• **ACTION ITEM**
Find where "of the brown" appears in the entries below. That line and all lines after it, through the last, are to be duplicated exactly, with nothing else.

• **RECORDS FOR THIS TASK**
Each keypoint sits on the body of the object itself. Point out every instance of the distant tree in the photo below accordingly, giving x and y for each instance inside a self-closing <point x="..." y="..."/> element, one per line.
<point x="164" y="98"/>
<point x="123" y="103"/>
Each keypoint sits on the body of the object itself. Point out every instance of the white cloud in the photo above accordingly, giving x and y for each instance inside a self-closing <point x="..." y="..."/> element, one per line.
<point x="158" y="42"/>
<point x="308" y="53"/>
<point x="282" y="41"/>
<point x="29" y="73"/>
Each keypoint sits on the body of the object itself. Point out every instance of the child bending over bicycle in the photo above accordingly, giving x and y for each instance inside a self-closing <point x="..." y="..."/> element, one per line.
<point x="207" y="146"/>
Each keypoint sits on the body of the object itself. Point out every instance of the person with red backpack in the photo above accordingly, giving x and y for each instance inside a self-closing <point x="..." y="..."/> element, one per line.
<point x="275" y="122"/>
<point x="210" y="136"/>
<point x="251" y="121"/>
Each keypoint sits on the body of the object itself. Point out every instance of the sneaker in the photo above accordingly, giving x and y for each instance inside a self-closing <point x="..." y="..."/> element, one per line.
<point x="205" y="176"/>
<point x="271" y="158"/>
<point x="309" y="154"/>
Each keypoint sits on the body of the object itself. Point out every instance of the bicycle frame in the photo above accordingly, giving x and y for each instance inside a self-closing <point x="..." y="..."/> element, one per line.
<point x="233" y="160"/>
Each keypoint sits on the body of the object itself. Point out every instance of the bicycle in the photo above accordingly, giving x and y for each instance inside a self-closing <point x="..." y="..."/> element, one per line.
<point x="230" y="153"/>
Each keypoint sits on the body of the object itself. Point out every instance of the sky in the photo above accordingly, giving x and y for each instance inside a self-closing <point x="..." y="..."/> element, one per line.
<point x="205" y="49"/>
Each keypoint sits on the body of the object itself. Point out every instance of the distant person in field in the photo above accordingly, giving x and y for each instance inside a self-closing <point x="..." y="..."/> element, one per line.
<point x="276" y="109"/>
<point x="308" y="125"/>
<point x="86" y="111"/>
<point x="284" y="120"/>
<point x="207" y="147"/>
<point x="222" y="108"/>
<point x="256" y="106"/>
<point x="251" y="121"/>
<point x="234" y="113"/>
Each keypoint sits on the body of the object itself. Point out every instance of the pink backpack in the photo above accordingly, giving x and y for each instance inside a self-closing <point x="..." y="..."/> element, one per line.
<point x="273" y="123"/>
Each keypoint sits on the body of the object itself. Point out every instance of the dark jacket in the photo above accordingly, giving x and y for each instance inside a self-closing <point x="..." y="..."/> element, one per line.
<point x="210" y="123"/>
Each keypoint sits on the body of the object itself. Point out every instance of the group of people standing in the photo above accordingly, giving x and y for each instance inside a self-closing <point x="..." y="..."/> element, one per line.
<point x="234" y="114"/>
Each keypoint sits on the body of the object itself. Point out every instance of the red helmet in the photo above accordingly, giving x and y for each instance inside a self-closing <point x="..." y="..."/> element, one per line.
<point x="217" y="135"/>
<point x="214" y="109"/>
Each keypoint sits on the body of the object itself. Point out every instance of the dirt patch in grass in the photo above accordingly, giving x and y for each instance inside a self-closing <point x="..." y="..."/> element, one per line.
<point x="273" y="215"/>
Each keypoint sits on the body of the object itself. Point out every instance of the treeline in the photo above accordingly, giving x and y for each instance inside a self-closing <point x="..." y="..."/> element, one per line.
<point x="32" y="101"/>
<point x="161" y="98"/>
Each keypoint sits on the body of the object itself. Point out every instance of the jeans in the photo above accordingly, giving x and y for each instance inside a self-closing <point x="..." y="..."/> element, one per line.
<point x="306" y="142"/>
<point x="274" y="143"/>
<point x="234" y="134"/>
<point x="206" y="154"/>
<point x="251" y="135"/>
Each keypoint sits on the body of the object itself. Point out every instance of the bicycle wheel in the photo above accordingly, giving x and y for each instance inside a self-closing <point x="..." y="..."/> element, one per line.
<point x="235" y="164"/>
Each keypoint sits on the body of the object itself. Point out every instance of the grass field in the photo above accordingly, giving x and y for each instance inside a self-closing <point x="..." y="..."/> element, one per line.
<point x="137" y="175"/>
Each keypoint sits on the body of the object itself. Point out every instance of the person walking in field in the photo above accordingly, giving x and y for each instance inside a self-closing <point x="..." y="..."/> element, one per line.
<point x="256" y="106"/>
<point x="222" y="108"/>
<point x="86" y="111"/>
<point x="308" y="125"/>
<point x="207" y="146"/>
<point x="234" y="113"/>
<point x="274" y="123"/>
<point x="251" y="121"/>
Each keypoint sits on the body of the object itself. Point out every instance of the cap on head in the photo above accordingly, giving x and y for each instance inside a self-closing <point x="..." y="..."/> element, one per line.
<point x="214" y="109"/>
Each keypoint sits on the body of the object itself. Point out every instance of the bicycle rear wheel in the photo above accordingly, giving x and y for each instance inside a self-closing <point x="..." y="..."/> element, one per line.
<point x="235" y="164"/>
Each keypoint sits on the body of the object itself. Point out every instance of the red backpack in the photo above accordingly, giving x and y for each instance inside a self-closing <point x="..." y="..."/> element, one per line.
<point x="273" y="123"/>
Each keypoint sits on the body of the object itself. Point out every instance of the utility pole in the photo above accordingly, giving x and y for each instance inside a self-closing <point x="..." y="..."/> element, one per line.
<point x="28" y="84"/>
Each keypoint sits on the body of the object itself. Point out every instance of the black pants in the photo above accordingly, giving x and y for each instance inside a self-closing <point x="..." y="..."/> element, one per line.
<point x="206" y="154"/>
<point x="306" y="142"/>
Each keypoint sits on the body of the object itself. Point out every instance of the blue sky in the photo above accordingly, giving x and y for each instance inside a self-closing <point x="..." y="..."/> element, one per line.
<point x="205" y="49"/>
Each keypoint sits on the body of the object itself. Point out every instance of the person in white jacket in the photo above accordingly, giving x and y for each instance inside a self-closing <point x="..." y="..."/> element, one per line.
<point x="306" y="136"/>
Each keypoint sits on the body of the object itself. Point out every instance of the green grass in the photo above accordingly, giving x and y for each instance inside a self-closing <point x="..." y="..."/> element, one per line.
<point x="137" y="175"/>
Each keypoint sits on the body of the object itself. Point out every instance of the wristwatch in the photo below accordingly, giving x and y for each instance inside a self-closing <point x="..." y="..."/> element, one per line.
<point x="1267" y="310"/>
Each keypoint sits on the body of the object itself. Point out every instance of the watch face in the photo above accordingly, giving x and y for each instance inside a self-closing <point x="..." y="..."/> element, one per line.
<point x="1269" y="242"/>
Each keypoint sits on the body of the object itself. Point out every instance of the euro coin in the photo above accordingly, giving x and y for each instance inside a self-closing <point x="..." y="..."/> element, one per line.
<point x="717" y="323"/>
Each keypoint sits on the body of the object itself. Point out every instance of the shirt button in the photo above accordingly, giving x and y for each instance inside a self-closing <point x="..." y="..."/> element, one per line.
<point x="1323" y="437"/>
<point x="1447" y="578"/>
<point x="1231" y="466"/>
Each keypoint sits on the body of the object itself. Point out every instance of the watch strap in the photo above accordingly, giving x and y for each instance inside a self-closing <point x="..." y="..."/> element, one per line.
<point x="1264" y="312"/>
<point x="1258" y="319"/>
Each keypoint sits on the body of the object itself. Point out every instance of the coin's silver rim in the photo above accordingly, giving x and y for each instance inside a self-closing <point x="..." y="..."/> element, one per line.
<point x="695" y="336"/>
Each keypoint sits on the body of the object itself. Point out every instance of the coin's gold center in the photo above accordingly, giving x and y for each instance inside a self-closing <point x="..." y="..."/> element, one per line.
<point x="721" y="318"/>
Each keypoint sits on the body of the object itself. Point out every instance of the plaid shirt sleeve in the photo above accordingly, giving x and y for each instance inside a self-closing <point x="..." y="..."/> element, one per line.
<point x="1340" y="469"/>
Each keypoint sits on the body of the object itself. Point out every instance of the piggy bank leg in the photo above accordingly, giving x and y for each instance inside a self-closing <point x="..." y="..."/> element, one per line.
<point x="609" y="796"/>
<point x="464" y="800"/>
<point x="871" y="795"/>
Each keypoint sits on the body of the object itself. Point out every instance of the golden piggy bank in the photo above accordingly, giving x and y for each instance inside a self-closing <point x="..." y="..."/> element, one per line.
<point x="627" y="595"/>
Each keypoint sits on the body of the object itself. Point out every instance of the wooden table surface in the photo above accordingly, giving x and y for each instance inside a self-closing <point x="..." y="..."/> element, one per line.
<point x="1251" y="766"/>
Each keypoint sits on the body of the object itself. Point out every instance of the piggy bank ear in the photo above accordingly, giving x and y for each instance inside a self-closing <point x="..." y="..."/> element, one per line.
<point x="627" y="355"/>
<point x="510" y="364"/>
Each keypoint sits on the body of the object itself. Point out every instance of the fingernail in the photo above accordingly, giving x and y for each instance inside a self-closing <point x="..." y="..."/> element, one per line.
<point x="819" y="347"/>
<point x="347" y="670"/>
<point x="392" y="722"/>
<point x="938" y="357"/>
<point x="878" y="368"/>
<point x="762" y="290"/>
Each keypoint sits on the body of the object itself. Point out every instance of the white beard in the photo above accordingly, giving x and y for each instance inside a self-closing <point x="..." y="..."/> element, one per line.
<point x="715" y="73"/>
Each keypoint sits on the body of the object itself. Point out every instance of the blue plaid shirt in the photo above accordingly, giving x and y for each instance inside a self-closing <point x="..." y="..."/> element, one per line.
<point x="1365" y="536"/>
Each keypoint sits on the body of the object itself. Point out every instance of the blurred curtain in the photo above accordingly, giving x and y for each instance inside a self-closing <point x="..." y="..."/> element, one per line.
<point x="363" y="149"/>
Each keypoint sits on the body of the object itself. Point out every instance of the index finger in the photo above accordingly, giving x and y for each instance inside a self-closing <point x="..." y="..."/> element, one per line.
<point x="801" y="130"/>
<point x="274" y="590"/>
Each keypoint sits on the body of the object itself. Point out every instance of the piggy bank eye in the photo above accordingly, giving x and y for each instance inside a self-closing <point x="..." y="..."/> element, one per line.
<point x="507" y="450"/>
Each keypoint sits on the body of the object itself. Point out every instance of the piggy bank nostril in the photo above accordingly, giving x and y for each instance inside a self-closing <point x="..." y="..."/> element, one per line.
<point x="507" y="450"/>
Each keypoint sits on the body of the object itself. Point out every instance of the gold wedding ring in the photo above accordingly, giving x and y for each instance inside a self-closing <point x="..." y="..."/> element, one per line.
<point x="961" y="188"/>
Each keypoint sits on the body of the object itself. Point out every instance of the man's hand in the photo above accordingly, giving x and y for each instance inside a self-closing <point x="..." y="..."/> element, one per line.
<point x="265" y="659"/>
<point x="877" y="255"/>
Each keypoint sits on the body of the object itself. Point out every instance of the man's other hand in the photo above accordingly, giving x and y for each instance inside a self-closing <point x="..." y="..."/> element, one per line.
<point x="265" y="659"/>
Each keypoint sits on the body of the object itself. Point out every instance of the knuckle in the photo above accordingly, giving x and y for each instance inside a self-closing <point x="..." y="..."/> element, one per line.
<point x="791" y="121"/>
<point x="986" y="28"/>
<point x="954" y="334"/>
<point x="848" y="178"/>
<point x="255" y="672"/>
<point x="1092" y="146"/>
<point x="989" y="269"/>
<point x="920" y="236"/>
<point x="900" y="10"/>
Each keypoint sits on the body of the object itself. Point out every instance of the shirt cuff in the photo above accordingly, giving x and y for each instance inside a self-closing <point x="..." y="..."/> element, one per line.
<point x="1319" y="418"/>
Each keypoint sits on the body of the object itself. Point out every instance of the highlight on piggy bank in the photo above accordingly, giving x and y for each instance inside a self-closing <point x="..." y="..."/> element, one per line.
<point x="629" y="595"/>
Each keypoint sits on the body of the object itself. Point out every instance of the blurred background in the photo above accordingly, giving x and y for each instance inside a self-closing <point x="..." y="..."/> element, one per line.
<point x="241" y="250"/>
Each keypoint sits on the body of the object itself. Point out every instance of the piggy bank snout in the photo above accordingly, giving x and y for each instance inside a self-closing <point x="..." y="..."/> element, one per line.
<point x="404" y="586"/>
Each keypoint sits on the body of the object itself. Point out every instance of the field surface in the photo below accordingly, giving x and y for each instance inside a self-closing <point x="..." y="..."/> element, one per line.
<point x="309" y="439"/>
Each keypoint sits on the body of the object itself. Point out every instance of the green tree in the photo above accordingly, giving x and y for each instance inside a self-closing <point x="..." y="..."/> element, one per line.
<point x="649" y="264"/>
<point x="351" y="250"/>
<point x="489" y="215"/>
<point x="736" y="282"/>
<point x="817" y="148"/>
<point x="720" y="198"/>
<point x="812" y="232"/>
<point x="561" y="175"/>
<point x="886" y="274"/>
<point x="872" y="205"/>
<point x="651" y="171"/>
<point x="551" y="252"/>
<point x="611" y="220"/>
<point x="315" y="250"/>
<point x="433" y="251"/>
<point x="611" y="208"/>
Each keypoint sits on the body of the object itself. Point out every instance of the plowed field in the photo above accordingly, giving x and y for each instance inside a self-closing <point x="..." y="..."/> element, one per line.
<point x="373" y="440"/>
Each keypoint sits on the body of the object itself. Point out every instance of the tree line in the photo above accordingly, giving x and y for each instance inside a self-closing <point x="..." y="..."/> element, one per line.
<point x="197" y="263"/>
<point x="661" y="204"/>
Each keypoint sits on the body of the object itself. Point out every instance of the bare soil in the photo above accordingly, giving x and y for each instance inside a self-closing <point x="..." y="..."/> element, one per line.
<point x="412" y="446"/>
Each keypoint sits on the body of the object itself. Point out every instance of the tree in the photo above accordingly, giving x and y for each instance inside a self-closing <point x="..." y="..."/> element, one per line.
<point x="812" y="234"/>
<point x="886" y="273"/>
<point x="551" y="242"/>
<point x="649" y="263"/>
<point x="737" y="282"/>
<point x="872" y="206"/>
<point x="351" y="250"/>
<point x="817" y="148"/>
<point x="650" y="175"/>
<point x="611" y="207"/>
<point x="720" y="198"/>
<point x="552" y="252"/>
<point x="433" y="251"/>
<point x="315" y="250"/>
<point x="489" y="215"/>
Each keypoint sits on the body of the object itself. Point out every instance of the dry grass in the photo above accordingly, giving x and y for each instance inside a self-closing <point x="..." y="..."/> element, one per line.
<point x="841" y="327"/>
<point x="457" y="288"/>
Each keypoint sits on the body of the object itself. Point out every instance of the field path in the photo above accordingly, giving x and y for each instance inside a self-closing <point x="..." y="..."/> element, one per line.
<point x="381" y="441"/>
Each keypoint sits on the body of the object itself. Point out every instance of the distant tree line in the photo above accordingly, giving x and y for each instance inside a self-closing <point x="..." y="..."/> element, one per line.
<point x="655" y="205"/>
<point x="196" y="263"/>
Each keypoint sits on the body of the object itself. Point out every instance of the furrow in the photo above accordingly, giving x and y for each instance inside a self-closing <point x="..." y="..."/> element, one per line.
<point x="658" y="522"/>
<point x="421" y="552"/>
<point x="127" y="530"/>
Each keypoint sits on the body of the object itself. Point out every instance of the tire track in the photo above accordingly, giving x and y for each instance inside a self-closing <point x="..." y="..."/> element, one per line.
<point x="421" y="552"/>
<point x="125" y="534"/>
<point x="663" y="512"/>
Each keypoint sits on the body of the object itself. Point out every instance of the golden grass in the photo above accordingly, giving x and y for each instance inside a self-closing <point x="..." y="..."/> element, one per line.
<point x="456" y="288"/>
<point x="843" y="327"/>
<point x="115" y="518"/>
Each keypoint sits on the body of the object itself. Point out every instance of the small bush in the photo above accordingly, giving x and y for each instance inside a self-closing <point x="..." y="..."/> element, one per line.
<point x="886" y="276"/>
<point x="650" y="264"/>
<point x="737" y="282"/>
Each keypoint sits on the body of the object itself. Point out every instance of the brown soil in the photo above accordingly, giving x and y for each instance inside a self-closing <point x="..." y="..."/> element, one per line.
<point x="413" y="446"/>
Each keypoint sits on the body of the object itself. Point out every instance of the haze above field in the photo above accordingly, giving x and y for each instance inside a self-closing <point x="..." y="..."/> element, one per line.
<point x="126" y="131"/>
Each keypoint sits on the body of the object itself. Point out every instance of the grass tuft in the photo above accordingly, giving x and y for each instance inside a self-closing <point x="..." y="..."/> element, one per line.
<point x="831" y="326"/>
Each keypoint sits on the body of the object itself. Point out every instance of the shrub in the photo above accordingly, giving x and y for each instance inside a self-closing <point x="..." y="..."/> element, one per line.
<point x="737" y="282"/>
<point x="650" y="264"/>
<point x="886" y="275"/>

• **TASK ANSWER**
Each keypoint sits on the body of the object itself. Point out every instance of the brown soil in the photo above accordingly, giving x and y for each instance inside a self-closing <point x="..." y="..."/> element, one per line.
<point x="413" y="446"/>
Each keypoint sits on the body of the object itself. Point out every instance of the haze above field in the photo above accordingly, giving x and y for each instance inside a self-closing <point x="..." y="..."/> element, one per line.
<point x="126" y="131"/>
Each keypoint sits on the body of the object itself. Point out every instance of the grass tuft in the photo above accordingly, giving x and y for each instance inside a self-closing <point x="..." y="..."/> element, one per line.
<point x="831" y="326"/>
Each keypoint sits on the body of the object itself. Point out every instance of the shrub in the photo above accordingly, giving x and y for each instance inside a self-closing <point x="..." y="..."/> element, one per line.
<point x="737" y="282"/>
<point x="650" y="264"/>
<point x="886" y="275"/>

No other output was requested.